## WHAT IS NEEDED
Can you print every record below exactly as written?

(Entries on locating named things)
=======

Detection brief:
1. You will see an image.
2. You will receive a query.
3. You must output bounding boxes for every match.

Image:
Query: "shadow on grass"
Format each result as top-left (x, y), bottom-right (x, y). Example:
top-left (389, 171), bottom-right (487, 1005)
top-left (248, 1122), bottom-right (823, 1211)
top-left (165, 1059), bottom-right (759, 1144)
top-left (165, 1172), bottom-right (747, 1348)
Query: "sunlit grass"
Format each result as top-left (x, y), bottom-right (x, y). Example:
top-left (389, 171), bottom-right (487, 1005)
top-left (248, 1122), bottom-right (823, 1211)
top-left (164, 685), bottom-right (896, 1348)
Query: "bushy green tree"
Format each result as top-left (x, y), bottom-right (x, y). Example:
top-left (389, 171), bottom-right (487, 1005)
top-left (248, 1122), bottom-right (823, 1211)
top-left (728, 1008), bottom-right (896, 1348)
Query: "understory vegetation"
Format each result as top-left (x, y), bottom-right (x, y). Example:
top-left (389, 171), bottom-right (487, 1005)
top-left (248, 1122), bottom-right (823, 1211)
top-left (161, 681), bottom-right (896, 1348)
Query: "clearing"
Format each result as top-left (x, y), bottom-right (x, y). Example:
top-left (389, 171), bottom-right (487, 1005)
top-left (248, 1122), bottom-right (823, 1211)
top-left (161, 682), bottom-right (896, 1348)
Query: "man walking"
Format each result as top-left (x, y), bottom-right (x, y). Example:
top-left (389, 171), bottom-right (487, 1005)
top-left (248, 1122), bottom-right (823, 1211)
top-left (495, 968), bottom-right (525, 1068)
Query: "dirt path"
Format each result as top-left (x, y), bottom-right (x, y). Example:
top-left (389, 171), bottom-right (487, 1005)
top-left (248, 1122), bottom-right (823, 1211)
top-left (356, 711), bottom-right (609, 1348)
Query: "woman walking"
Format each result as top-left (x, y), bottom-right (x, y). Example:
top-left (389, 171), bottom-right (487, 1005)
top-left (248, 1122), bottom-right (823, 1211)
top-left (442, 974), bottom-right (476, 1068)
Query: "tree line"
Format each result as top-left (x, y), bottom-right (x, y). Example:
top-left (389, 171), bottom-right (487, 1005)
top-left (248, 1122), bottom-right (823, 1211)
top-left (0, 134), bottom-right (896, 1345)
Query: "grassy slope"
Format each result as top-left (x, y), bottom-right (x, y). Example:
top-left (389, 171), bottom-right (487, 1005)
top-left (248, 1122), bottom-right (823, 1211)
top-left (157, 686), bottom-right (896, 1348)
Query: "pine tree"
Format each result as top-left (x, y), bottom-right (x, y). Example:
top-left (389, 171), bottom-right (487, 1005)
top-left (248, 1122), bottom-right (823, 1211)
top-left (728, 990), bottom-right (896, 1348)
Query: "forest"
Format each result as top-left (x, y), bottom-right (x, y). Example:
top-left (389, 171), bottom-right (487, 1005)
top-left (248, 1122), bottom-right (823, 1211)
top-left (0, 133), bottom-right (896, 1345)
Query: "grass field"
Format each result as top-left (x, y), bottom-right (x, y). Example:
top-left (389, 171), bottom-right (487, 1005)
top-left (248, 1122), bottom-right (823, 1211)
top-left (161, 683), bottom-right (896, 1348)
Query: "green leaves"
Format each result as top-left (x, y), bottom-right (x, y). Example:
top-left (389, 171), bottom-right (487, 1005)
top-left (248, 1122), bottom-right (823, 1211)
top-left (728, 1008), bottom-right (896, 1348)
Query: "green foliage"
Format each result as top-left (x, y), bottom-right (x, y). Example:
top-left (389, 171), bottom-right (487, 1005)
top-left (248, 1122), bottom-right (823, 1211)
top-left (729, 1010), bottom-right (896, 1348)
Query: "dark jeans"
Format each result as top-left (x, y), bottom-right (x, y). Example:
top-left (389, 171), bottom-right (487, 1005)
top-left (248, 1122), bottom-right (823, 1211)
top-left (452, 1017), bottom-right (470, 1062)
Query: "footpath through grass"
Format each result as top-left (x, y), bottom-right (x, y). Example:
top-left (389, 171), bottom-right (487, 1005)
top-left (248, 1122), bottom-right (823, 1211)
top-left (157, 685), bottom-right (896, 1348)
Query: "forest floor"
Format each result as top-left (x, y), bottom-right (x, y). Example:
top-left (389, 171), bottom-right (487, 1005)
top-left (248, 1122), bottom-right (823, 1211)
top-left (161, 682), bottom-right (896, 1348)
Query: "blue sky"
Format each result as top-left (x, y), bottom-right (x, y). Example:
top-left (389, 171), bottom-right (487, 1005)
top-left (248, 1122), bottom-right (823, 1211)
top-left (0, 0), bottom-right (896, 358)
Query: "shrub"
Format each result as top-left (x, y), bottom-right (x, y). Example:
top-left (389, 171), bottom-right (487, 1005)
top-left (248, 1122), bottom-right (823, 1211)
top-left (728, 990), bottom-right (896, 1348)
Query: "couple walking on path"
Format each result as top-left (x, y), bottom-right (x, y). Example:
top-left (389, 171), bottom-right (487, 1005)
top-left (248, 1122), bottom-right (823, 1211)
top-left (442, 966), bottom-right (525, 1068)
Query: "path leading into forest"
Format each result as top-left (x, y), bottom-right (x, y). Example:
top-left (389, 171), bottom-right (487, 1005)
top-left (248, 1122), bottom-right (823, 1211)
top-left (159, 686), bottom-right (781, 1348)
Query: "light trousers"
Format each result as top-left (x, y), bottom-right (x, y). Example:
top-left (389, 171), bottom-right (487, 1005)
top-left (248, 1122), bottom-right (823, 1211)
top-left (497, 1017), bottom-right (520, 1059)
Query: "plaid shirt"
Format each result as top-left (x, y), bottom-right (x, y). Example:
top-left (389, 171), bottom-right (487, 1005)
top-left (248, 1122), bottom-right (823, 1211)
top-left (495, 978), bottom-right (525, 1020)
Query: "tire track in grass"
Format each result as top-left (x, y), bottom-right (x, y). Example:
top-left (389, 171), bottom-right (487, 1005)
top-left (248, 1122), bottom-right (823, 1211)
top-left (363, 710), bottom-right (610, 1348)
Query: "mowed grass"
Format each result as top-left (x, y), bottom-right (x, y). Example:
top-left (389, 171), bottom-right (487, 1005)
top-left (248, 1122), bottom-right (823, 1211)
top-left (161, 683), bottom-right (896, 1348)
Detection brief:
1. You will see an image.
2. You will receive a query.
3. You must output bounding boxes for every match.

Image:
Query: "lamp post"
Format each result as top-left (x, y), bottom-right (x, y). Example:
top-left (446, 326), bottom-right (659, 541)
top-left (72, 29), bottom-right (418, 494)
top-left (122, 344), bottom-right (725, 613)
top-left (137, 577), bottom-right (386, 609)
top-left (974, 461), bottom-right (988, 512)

=======

## SOLUTION TO THIS EXERCISE
Detection brief:
1. You will see an image.
2. You will receive a query.
3. You must output bounding boxes for every match.

Image:
Query: "shadow on grass"
Format each result as top-left (x, y), bottom-right (x, y). Example:
top-left (389, 171), bottom-right (487, 1005)
top-left (248, 1122), bottom-right (823, 1211)
top-left (165, 1059), bottom-right (759, 1144)
top-left (165, 1172), bottom-right (747, 1348)
Query: "sunlit grass"
Format each result as top-left (x, y), bottom-right (x, y). Example:
top-left (389, 171), bottom-right (487, 1005)
top-left (248, 1122), bottom-right (823, 1211)
top-left (164, 685), bottom-right (896, 1348)
Query: "bushy green tree"
Format each result as top-left (x, y), bottom-right (x, y). Example:
top-left (389, 171), bottom-right (487, 1005)
top-left (248, 1122), bottom-right (823, 1211)
top-left (728, 1008), bottom-right (896, 1348)
Query: "understory vegetation"
Format each result as top-left (x, y), bottom-right (x, y). Example:
top-left (389, 171), bottom-right (487, 1005)
top-left (248, 1122), bottom-right (823, 1211)
top-left (161, 681), bottom-right (896, 1348)
Query: "clearing"
Format each result as top-left (x, y), bottom-right (x, y). Example:
top-left (389, 171), bottom-right (487, 1005)
top-left (248, 1122), bottom-right (823, 1211)
top-left (161, 682), bottom-right (896, 1348)
Query: "man walking"
Format each result as top-left (x, y), bottom-right (x, y). Example:
top-left (389, 171), bottom-right (487, 1005)
top-left (248, 1122), bottom-right (823, 1211)
top-left (495, 968), bottom-right (525, 1068)
Query: "dirt path"
Format each result as top-left (x, y), bottom-right (x, y). Example:
top-left (389, 171), bottom-right (487, 1005)
top-left (248, 1122), bottom-right (823, 1211)
top-left (356, 711), bottom-right (609, 1348)
Query: "woman walking"
Format each result as top-left (x, y), bottom-right (x, y). Example:
top-left (389, 171), bottom-right (487, 1005)
top-left (248, 1122), bottom-right (823, 1211)
top-left (442, 974), bottom-right (476, 1068)
Query: "tree line"
Format each result as top-left (x, y), bottom-right (x, y). Example:
top-left (389, 171), bottom-right (487, 1005)
top-left (248, 1122), bottom-right (823, 1211)
top-left (0, 134), bottom-right (896, 1345)
Query: "grassy slope"
Format each result as top-left (x, y), bottom-right (x, y). Example:
top-left (389, 171), bottom-right (487, 1005)
top-left (248, 1122), bottom-right (823, 1211)
top-left (157, 686), bottom-right (896, 1348)
Query: "pine tree"
Format each result as top-left (x, y), bottom-right (x, y). Example:
top-left (389, 171), bottom-right (487, 1005)
top-left (248, 1122), bottom-right (823, 1211)
top-left (728, 990), bottom-right (896, 1348)
Query: "forest"
Format each result as top-left (x, y), bottom-right (x, y). Example:
top-left (389, 171), bottom-right (487, 1005)
top-left (248, 1122), bottom-right (823, 1211)
top-left (0, 133), bottom-right (896, 1345)
Query: "grass field"
Format each result as top-left (x, y), bottom-right (x, y). Example:
top-left (389, 171), bottom-right (487, 1005)
top-left (248, 1122), bottom-right (823, 1211)
top-left (161, 683), bottom-right (896, 1348)
Query: "green leaves"
Format each result as top-left (x, y), bottom-right (x, y). Example:
top-left (389, 171), bottom-right (487, 1005)
top-left (248, 1122), bottom-right (823, 1211)
top-left (728, 1008), bottom-right (896, 1348)
Query: "green foliage"
Format each result as top-left (x, y), bottom-right (x, y). Example:
top-left (389, 171), bottom-right (487, 1005)
top-left (248, 1122), bottom-right (823, 1211)
top-left (729, 1010), bottom-right (896, 1348)
Query: "dark jeans"
Format each result as top-left (x, y), bottom-right (x, y). Example:
top-left (389, 171), bottom-right (487, 1005)
top-left (248, 1122), bottom-right (823, 1211)
top-left (452, 1017), bottom-right (470, 1062)
Query: "footpath through grass"
Format each result as top-left (x, y), bottom-right (x, y). Example:
top-left (389, 171), bottom-right (487, 1005)
top-left (248, 1122), bottom-right (823, 1211)
top-left (157, 685), bottom-right (896, 1348)
Query: "forest floor"
Format each result as top-left (x, y), bottom-right (x, y). Example:
top-left (389, 171), bottom-right (487, 1005)
top-left (248, 1122), bottom-right (823, 1211)
top-left (161, 682), bottom-right (896, 1348)
Query: "blue sky"
Format each result as top-left (x, y), bottom-right (x, y). Example:
top-left (389, 171), bottom-right (487, 1005)
top-left (248, 1122), bottom-right (823, 1211)
top-left (0, 0), bottom-right (896, 358)
Query: "shrub"
Format each result as top-left (x, y), bottom-right (x, y). Example:
top-left (389, 171), bottom-right (487, 1005)
top-left (248, 1122), bottom-right (823, 1211)
top-left (728, 990), bottom-right (896, 1348)
Query: "couple walking on path"
Format each result as top-left (x, y), bottom-right (x, y). Example:
top-left (389, 171), bottom-right (487, 1005)
top-left (248, 1122), bottom-right (823, 1211)
top-left (442, 966), bottom-right (525, 1068)
Query: "path leading into forest"
Format each result as top-left (x, y), bottom-right (x, y). Example:
top-left (389, 171), bottom-right (487, 1005)
top-left (248, 1122), bottom-right (823, 1211)
top-left (159, 686), bottom-right (781, 1348)
Query: "light trousers"
Format each result as top-left (x, y), bottom-right (x, y). Example:
top-left (389, 171), bottom-right (487, 1005)
top-left (248, 1122), bottom-right (823, 1211)
top-left (497, 1017), bottom-right (520, 1059)
Query: "plaid shirt"
Format each result as top-left (x, y), bottom-right (x, y). Example:
top-left (389, 171), bottom-right (487, 1005)
top-left (248, 1122), bottom-right (823, 1211)
top-left (495, 978), bottom-right (525, 1020)
Query: "tire track in grass"
Format each result as top-left (x, y), bottom-right (x, y). Example:
top-left (389, 171), bottom-right (487, 1005)
top-left (248, 1122), bottom-right (823, 1211)
top-left (363, 710), bottom-right (610, 1348)
Query: "mowed grass"
Format each result as top-left (x, y), bottom-right (x, y). Example:
top-left (389, 171), bottom-right (487, 1005)
top-left (248, 1122), bottom-right (823, 1211)
top-left (161, 683), bottom-right (896, 1348)
Detection brief:
1. You will see an image.
2. You will receive a query.
3. You must output bounding boxes for every match.

Image:
Query: "lamp post"
Format each result as top-left (x, y), bottom-right (x, y). Example:
top-left (446, 326), bottom-right (659, 541)
top-left (72, 29), bottom-right (418, 494)
top-left (122, 344), bottom-right (725, 613)
top-left (137, 577), bottom-right (386, 609)
top-left (974, 461), bottom-right (988, 512)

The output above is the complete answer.